Problem description: Echo the lines from the start through the one containing "target: fireplace screen", word for word, and nothing else.

Available data:
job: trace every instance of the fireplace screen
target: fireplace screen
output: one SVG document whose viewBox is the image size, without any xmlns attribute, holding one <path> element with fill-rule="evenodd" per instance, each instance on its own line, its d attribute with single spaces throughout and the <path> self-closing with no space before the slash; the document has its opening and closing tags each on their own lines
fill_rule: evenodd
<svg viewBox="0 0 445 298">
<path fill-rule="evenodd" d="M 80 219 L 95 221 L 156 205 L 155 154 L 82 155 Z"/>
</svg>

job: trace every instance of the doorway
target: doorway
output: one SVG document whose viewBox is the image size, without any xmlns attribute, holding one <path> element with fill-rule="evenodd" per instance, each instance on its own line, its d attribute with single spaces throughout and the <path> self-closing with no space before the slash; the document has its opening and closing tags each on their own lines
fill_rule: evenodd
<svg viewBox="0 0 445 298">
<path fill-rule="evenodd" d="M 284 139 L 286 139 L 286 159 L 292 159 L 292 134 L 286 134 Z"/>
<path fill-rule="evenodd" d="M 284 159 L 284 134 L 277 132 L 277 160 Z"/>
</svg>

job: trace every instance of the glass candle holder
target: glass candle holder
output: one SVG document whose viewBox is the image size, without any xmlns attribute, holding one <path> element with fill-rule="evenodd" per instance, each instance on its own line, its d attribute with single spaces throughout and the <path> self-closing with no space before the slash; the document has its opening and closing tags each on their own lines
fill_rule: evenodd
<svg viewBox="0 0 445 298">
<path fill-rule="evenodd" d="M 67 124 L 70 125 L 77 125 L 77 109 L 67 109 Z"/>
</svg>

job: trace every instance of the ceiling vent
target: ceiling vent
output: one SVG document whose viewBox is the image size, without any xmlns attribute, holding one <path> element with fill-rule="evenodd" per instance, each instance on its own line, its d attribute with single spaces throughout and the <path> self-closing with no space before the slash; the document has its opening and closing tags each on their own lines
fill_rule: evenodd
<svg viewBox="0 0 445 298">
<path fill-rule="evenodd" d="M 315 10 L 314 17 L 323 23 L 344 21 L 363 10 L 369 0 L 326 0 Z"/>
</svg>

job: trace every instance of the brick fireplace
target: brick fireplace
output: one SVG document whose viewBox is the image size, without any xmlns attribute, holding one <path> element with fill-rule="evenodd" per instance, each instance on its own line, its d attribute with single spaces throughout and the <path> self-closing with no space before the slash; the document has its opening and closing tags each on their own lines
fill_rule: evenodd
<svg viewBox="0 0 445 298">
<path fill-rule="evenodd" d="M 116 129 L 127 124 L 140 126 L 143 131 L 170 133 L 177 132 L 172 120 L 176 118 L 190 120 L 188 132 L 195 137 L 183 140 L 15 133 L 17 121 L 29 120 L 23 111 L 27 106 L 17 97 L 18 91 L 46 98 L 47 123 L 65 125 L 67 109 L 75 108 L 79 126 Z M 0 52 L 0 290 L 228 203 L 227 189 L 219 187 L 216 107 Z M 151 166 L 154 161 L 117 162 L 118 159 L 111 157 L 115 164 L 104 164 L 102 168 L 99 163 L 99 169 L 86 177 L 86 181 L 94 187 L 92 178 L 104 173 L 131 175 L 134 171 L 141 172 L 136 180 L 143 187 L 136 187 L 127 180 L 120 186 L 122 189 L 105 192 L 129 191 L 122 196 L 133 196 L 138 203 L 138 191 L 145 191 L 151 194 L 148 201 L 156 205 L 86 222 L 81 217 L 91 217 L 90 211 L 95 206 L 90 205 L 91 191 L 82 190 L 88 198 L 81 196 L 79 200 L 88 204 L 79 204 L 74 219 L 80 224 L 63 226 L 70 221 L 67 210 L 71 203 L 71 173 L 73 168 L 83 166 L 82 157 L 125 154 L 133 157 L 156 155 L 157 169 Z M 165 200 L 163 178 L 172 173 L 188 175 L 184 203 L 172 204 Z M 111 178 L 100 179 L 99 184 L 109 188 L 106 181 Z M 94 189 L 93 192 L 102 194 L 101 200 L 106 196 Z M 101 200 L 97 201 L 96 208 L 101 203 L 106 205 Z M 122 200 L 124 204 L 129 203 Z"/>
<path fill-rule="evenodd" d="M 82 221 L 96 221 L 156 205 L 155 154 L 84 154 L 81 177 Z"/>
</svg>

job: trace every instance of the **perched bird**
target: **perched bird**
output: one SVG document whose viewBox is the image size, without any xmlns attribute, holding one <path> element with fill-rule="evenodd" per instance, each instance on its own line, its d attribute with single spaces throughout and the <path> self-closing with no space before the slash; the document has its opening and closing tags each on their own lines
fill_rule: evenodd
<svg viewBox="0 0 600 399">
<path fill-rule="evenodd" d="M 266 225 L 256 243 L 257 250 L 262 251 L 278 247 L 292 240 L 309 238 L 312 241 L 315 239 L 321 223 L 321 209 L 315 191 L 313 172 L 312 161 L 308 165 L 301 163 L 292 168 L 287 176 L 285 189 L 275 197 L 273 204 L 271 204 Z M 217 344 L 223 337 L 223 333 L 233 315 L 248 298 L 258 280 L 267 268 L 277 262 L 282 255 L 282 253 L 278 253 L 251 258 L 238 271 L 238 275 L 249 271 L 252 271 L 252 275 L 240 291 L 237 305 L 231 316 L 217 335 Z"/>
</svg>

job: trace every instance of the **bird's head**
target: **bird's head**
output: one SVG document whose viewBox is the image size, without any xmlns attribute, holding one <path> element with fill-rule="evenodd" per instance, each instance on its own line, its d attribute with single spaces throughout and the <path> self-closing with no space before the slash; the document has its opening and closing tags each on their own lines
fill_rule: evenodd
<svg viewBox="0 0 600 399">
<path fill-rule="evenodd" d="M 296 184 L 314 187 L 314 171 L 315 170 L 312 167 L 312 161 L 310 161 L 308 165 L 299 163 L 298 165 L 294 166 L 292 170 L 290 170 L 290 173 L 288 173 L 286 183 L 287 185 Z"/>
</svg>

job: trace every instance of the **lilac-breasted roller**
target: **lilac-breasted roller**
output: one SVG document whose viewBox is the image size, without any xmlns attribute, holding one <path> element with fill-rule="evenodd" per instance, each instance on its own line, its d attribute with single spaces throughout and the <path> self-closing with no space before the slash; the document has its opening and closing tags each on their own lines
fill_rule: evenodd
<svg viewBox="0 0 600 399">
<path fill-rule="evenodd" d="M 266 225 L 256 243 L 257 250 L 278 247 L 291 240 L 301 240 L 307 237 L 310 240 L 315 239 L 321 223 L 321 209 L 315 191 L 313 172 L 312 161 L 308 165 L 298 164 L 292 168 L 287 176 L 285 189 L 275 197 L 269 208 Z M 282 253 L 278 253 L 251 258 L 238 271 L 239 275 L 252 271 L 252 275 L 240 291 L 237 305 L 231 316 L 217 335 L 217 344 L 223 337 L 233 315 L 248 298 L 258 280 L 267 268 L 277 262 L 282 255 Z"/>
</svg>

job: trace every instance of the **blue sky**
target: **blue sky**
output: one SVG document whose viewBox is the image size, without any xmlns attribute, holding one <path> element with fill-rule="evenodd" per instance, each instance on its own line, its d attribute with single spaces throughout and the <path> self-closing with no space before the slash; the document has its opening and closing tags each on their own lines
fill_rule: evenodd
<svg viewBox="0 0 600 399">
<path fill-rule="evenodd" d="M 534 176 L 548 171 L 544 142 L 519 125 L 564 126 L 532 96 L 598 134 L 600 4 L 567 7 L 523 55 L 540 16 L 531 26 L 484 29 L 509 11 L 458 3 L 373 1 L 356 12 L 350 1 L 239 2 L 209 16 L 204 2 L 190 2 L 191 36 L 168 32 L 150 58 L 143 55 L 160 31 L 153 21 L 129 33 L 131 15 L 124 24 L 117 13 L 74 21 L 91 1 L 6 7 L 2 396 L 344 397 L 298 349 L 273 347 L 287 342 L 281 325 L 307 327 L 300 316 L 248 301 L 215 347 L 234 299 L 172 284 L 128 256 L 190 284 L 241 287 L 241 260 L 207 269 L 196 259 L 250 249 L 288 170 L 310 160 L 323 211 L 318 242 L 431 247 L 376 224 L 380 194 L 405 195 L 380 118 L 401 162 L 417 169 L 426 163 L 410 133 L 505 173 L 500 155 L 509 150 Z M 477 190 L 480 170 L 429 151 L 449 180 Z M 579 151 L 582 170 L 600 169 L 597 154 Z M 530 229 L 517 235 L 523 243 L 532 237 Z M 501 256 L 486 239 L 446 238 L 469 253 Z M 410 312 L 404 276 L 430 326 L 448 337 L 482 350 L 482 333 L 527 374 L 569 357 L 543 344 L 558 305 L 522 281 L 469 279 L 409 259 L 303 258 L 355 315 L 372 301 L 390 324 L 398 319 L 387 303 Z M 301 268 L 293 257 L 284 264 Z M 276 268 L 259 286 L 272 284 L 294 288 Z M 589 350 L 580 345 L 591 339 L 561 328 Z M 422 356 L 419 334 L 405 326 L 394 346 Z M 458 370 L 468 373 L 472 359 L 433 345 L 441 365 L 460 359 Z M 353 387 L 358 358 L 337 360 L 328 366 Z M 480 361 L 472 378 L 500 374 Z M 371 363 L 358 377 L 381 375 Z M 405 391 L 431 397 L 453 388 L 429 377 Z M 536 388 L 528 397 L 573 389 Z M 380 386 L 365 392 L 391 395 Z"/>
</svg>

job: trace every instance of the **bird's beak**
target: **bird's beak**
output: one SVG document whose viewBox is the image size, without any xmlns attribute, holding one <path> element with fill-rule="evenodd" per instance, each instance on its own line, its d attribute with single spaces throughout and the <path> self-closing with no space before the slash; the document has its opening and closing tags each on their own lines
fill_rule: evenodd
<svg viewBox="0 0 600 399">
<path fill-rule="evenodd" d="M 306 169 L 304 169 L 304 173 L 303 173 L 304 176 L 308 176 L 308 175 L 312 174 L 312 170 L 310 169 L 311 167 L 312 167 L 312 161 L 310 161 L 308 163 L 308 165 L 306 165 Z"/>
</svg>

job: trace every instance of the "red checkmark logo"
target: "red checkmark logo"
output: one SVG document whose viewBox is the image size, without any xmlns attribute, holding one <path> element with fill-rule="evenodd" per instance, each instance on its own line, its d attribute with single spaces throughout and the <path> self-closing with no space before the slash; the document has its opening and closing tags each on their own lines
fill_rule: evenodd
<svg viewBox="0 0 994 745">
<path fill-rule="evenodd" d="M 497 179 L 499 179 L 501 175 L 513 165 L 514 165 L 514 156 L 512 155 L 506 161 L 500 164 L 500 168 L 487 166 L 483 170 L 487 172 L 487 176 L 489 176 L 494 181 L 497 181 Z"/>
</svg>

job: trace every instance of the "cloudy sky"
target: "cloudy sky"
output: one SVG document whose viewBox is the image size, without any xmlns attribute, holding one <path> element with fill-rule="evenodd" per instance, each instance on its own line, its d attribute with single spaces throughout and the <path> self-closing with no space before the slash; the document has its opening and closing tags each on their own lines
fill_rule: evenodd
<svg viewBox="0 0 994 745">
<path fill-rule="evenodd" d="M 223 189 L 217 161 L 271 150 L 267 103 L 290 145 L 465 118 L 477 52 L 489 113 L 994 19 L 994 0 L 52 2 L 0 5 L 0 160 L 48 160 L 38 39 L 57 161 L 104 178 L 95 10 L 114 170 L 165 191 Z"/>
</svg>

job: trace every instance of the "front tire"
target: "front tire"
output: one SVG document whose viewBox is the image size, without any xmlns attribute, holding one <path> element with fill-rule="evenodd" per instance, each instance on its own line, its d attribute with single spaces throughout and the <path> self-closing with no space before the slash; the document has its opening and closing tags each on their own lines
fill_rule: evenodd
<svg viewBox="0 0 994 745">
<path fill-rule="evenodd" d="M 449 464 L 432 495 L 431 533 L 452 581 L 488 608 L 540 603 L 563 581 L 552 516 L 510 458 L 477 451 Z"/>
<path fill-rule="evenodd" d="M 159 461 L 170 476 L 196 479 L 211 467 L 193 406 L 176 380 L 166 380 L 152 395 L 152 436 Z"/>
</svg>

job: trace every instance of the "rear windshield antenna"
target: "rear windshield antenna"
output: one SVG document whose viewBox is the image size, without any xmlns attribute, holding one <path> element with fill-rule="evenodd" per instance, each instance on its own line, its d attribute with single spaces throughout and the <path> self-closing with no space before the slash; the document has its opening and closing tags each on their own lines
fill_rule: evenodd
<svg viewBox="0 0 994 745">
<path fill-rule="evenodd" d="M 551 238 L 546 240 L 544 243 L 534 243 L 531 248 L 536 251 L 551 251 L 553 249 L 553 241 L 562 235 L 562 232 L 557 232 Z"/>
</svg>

Written response:
job: trace every instance of the fireplace screen
target: fireplace screen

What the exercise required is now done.